Stated goal a » Retype the PEA results summary in full, without any changes.

Passage given »
-------------------------

Table 1: PEA Results Summary

Notes:

• Unless otherwise noted in this news release, all currencies are reported in US dollars on a 100% basis
• Assumes a 15-month construction period as the basis for the internal rate of return and net present value calculations
• Assumed TC/RC terms and long-term, consensus metal price forecast have been provided by Micon.
• Capital cost estimates used for the PEA comprise budgetary quotes from vendors, historical pricing from comparable projects, and parametric calculations based on similar equipment and infrastructure. Estimates exclude planned exploratory underground development and infill drilling costs and other engineering study expenditures incurred
• C1 Cost is net of direct operating costs and royalties on a zinc-equivalent basis, forecast using activity-based cost estimation.
• There are no current mineral reserves, prefeasibility or feasibility study on the property that is affected by this PEA.

The economic analysis contained in this news release are preliminary in nature and includes Inferred Mineral Resources that are considered too speculative geologically to have the economic considerations applied to them that would enable them to be categorized as Mineral Reserves. There is no certainty that the PEA will be realized. Mineral Resources that are not Mineral Reserves do not have demonstrated economic viability.

-------------------------

Stated goal b » Give only the stretch of the listing from the line containing "tablet and give integer pixel coordinates." through the end of the listing, with "pink hair tie" replaced by "red hair tie" and nothing else altered.

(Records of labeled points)
-------------------------

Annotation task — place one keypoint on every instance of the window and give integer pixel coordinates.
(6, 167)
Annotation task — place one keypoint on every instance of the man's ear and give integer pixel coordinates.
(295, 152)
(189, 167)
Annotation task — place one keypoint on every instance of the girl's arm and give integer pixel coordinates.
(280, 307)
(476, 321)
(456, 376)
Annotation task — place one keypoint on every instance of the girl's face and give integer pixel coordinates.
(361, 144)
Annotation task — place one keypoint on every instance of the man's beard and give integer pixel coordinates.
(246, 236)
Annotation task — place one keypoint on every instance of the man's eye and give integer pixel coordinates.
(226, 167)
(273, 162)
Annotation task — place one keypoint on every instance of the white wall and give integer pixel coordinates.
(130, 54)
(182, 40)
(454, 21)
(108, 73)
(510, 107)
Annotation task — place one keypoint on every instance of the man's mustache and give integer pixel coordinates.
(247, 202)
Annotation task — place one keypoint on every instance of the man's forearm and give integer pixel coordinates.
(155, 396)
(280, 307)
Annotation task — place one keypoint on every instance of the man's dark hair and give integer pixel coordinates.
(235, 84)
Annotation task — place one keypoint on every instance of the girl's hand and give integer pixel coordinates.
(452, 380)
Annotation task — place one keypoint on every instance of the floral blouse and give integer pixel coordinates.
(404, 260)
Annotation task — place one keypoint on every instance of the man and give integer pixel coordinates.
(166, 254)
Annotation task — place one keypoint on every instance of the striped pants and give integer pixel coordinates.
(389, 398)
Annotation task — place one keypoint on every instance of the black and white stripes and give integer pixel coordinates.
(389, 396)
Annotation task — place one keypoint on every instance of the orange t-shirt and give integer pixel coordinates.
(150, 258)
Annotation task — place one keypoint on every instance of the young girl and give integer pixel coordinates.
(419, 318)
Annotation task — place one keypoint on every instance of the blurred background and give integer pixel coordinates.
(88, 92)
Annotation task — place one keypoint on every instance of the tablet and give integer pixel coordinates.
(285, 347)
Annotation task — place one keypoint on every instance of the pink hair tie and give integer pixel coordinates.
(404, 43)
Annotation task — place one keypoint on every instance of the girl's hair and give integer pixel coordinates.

-------------------------

Correct answer a »
Table 1: PEA Results Summary

Notes:

• Unless otherwise noted in this news release, all currencies are reported in US dollars on a 100% basis
• Assumes a 15-month construction period as the basis for the internal rate of return and net present value calculations
• Assumed TC/RC terms and long-term, consensus metal price forecast have been provided by Micon.
• Capital cost estimates used for the PEA comprise budgetary quotes from vendors, historical pricing from comparable projects, and parametric calculations based on similar equipment and infrastructure. Estimates exclude planned exploratory underground development and infill drilling costs and other engineering study expenditures incurred
• C1 Cost is net of direct operating costs and royalties on a zinc-equivalent basis, forecast using activity-based cost estimation.
• There are no current mineral reserves, prefeasibility or feasibility study on the property that is affected by this PEA.

The economic analysis contained in this news release are preliminary in nature and includes Inferred Mineral Resources that are considered too speculative geologically to have the economic considerations applied to them that would enable them to be categorized as Mineral Reserves. There is no certainty that the PEA will be realized. Mineral Resources that are not Mineral Reserves do not have demonstrated economic viability.

Correct answer b »
Annotation task — place one keypoint on every instance of the tablet and give integer pixel coordinates.
(285, 347)
Annotation task — place one keypoint on every instance of the red hair tie and give integer pixel coordinates.
(404, 43)
Annotation task — place one keypoint on every instance of the girl's hair and give integer pixel coordinates.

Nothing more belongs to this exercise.